**Task**:
Report each line of the entries below that contains the word "charcoal", copying every such line in full.

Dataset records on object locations
* START *

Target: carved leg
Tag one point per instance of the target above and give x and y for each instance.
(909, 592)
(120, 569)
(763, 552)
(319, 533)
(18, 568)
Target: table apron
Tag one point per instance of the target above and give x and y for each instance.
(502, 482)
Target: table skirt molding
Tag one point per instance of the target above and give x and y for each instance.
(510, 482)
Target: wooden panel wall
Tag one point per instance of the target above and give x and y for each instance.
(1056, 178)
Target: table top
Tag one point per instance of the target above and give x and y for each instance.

* END *
* START *

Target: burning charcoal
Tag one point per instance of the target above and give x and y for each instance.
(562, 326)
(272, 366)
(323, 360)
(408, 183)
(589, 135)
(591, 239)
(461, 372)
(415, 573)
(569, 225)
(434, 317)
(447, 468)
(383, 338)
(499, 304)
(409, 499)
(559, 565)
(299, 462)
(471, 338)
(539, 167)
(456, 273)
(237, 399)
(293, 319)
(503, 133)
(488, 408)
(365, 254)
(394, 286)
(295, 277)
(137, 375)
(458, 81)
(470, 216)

* END *
* START *

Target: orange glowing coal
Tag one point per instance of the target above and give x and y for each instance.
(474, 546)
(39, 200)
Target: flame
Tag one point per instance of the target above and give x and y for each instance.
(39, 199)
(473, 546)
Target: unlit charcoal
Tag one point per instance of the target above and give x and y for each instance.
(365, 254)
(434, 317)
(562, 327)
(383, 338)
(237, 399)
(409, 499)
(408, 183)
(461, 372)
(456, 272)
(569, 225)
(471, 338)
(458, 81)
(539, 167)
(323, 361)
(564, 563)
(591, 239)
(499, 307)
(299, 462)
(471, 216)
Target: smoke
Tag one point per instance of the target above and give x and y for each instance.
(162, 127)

* END *

**Full response**:
Target: burning charcoal
Target: unlit charcoal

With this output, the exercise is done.